Excerpt to read -

Degree Type

Dissertation

Date of Award

2017

Degree Name

Doctor of Philosophy

Department

Agricultural and Biosystems Engineering

Major

Agricultural and Biosystems Engineering

First Advisor

Matthew Darr

Abstract

This dissertation is comprised of three papers. The first paper describes in detail a planar dielectric probe design using finite element analysis to determine sensing range and efficiency. The probe is subsequently connected to a Keysight impedance analyzer to measure dielectric properties of raw cotton at controlled levels of moisture content, compressed densities, and source frequency sweeps. Sensitivity to compositional differences such as turnout (lint vs seed) and variety is also explored. The response to the different factors is shown graphically and further quantified statistically in the form of a predictive model for the complex permittivity (dielectric constant and loss tangent).

The second paper extends the dielectric probe used in the first paper to real-time harvesting on a round-module cotton harvester by leveraging a packaged sensor with embedded impedance measurement circuit and probe all in one mobile unit. A moisture prediction model based on permittivity is developed from lab-measured data and adjusted based on field data collected during cotton harvesting in Fall of 2014 for pickers and Spring of 2015 for strippers. Verification of the prediction accuracy is performed on field data collected during cotton harvesting in 2016. Sources of variability and sensitivity to confounding factors are investigated and quantified. Finally, plots of diurnal trends of predicted and actual moisture content are overlaid for several days of harvesting.

Problems to solve -
• A. In the dissertation abstract, what instrument is the probe connected to in order to measure the dielectric properties of raw cotton?
• B. Rewrite the stretch of the dissertation abstract from "First Advisor" through "and loss tangent).", substituting "computational modeling" for "finite element analysis".

Recorded information -

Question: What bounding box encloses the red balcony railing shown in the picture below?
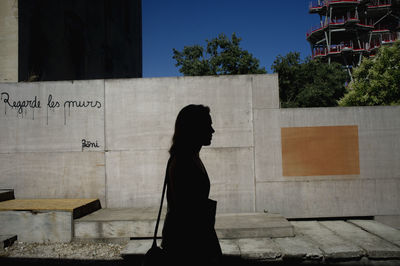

Responses to the exercise -
• A. A Keysight impedance analyzer.

• B.
First Advisor

Matthew Darr

Abstract

This dissertation is comprised of three papers. The first paper describes in detail a planar dielectric probe design using computational modeling to determine sensing range and efficiency. The probe is subsequently connected to a Keysight impedance analyzer to measure dielectric properties of raw cotton at controlled levels of moisture content, compressed densities, and source frequency sweeps. Sensitivity to compositional differences such as turnout (lint vs seed) and variety is also explored. The response to the different factors is shown graphically and further quantified statistically in the form of a predictive model for the complex permittivity (dielectric constant and loss tangent).